QUOTED TEXT.
---

15.7. This Guarantee shall continue to be effective, or be reinstated, as the case may be, if at any time payment, or any part thereof, of any of the Obligations is rescinded or must otherwise be restored or returned by the Administrative Agent or any other Secured Party upon the insolvency, bankruptcy, dissolution, liquidation or reorganization of the Borrower or any Guarantor, or upon or as a result of the appointment of a receiver, intervenor or conservator of, or trustee or similar officer for, the Borrower or any Guarantor or any substantial part of its property, or otherwise, all as though such payments had not been made.
15.8. Subordination. Any of the indebtedness of the Credit Parties now or hereafter owing to any other Credit Party is hereby subordinated to the Obligations of the Credit Parties owing to the Secured Parties; and if the Administrative Agent so requests at a time when an Event of Default exists, all such indebtedness of such Credit Parties to another Credit Party shall be collected, enforced and received by such other Credit Party for the benefit of the Secured Parties and be paid over to the Administrative Agent on behalf of the Secured Parties on account of the Obligations of such Credit Parties to the Secured Parties, but without affecting or impairing in any manner the liability of any Credit Party under the other provisions of this Guarantee. Prior to the transfer by any Credit Party of any note or negotiable instrument evidencing any of the indebtedness of such Credit Parties to any other Credit Party, such Credit Party shall xxxx such note or negotiable instrument with a legend that the same is subject to this subordination. Without limiting the generality of the foregoing, each Credit Party hereby agrees with the Secured Parties that it will not exercise any right of subrogation which it may at any time otherwise have as a result of this Guarantee (whether contractual, under Section 509 of the Bankruptcy Code or otherwise) until all Obligations have been irrevocably paid in full in cash.
15.9. Payments. Each Guarantor hereby guarantees that payments hereunder will be paid to the Administrative Agent without set-off or counterclaim in Dollars at the Administrative Agent’s Office.
15.10. Each Subsidiary of the Borrower that is required to become a party to this Guarantee pursuant to Section 9.11 shall become a Guarantor, with the same force and effect as if originally named as a Guarantor herein, for all purposes of this Guarantee upon execution and delivery by such Subsidiary of a Joinder Agreement. The execution and delivery of any instrument adding an additional Guarantor as a party to this Guarantee shall not require the consent of any other Guarantor hereunder. The rights and obligations of each Guarantor hereunder shall remain in full force and effect notwithstanding the addition of any new Guarantor as a party to this Guarantee.

---

Location identification items:
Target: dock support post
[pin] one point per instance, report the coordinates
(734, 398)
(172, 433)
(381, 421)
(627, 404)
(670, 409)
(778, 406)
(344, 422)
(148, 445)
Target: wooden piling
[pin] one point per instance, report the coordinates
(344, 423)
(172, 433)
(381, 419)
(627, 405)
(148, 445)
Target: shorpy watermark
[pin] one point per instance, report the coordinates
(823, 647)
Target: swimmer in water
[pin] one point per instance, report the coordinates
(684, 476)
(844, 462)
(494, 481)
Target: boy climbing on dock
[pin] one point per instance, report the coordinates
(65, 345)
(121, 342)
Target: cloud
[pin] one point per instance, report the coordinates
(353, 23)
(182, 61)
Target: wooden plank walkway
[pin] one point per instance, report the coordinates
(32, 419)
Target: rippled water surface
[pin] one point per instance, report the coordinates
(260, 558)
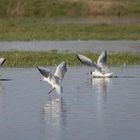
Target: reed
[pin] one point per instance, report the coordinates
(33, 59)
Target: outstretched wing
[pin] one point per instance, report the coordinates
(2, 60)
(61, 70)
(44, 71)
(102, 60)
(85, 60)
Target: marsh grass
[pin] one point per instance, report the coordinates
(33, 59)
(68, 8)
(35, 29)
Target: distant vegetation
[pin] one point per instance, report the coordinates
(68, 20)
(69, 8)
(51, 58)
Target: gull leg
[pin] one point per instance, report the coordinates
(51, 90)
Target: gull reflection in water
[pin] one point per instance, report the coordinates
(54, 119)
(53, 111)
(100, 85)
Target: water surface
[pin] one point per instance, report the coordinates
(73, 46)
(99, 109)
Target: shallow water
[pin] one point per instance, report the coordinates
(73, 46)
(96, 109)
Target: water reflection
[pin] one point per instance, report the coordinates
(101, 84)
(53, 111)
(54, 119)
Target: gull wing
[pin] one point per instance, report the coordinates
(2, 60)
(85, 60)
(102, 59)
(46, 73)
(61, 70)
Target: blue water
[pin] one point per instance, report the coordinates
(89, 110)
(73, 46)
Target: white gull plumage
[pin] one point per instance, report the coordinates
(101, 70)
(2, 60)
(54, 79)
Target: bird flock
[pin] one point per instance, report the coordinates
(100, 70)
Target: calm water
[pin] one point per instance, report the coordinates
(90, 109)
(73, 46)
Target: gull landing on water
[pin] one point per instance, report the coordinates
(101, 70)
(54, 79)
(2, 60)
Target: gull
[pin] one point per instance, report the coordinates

---

WRITTEN TASK.
Continue the guarantee provisions from the credit agreement, picking up after their final sentence.

ANSWER TO THIS PROBLEM.
15.11. [Reserved].
15.12. Luxembourg Guarantee Limitation. Notwithstanding any provision to the contrary in this Agreement, the liability of any Guarantor incorporated under the laws of Luxembourg (a “Luxembourg Guarantor”) under this Section 15 for the obligations of any Guarantor in which the relevant Guarantor has no direct or indirect equity interest, shall be limited at any time to a maximum amount not exceeding ninety-five per cent. (95%) of the sum of such Guarantor's "capitaux propres" (as referred to in Annex I to the Grand-Ducal Regulation dated 18 December 2015 setting out the form and content of the presentation of the balance sheet and profit and loss account, enforcing the Law of 19 December 2002 on the register of commerce and companies and the accounting and annual accounts of undertakings, as amended) (the “Own Funds”) and such Guarantor's debt which is subordinated in right of payment (whether generally or specifically) to any claim of any Credit Party under any of the Credit Documents (the “Lux Subordinated Debt”), as determined on the basis of the then latest available annual accounts of such Guarantor duly established in accordance with applicable accounting rules, as at the date on which the guarantee under this Section 15 is called.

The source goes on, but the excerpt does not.